**PROBLEM TO SOLVE**
Starting at the line that holds "# place a dot on each instance of the black t-shirt" and stopping at the line that holds "# place a dot on each instance of the short", restate the records below word for word, with both of those lines included.

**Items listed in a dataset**
___
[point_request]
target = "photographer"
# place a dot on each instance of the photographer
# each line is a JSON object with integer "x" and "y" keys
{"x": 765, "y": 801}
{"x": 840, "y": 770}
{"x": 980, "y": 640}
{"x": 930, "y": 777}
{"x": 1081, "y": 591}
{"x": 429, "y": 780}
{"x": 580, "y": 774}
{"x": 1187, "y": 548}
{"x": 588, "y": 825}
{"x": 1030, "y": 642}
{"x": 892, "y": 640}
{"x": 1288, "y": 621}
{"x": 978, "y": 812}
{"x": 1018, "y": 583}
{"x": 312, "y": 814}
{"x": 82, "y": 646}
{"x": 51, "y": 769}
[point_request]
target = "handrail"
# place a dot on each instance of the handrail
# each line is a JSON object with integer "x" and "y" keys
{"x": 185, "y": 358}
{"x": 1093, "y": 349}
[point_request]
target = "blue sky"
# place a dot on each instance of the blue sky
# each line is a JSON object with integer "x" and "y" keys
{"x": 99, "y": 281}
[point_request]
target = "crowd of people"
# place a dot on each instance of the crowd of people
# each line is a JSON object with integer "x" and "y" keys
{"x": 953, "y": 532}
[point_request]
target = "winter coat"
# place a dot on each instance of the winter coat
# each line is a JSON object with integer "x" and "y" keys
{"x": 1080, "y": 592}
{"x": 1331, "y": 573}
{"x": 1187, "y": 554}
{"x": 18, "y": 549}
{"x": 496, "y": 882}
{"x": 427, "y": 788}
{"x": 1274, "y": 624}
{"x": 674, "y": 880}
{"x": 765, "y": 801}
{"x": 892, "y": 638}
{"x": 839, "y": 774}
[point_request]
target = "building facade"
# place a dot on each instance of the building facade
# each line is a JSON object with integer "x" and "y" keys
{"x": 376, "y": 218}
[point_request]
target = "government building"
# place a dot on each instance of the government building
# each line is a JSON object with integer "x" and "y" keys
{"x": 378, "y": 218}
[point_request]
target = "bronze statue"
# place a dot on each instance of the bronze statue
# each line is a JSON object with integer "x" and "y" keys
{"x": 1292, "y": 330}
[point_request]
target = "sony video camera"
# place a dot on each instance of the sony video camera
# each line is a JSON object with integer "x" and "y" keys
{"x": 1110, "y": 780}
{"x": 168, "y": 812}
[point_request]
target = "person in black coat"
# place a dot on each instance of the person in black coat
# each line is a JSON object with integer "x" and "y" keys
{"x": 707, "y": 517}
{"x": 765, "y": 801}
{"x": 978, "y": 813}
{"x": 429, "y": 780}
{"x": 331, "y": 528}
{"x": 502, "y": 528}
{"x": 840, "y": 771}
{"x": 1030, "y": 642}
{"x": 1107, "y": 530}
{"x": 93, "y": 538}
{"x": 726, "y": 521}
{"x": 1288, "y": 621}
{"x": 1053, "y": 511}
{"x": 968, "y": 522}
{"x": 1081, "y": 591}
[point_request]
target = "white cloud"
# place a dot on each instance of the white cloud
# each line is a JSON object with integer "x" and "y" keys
___
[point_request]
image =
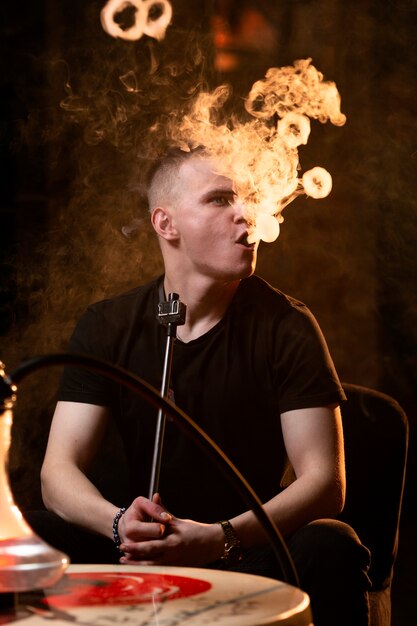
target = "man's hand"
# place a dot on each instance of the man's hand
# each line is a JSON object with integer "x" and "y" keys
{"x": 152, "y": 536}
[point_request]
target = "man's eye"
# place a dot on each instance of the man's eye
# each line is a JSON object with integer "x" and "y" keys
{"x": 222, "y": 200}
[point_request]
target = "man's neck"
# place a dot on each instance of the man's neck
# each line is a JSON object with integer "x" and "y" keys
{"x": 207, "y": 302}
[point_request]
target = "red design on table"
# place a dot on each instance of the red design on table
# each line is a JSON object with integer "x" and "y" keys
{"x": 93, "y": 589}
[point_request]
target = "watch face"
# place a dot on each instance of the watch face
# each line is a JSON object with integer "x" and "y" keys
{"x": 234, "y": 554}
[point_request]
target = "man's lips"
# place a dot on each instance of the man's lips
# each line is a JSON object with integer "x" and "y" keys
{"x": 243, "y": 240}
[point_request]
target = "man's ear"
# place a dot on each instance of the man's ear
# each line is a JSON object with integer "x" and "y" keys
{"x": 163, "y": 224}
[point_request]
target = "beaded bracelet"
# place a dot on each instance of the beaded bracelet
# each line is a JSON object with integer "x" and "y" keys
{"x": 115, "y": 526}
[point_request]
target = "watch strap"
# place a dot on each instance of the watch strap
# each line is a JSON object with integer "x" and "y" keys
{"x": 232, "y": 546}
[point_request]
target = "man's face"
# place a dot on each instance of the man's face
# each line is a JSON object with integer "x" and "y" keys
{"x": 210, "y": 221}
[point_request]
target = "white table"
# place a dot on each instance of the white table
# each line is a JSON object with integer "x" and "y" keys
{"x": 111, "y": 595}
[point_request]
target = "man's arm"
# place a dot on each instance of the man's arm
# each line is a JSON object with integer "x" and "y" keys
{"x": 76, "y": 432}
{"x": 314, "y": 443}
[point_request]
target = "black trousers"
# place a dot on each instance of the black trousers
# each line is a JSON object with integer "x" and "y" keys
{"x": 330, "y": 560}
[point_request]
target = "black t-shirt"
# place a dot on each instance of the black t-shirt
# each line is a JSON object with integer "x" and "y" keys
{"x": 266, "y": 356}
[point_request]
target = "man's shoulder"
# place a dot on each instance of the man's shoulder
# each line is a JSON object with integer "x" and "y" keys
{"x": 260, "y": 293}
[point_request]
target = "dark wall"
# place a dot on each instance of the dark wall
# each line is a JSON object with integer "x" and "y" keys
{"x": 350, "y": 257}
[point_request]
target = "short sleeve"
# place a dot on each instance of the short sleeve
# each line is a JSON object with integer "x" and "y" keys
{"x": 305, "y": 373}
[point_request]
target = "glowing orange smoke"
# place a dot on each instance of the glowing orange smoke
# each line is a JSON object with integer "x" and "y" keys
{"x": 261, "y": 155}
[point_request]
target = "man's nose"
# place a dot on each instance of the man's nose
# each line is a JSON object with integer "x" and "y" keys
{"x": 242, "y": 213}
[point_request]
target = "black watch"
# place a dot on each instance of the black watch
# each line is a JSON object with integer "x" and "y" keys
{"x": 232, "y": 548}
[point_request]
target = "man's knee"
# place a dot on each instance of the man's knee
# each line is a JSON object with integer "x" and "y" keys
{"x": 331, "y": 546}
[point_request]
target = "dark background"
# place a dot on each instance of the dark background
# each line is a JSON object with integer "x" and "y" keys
___
**THE COMPLETED TASK**
# place a dot on each instance of the black t-shirt
# each line is a JSON object with integer "x" and "y" keys
{"x": 266, "y": 356}
[point_request]
target = "man's shoulder"
# place a dot on each instance of the man's shoulder
# each line is a JSON object with integer "x" and "y" keys
{"x": 260, "y": 293}
[point_request]
target = "dark wall"
# place a dot on each instance of the dark wall
# each line is a JSON object with integer "x" and "y" keys
{"x": 350, "y": 257}
[point_request]
target = "short sleeve"
# place a dot on each instance of the short sleeve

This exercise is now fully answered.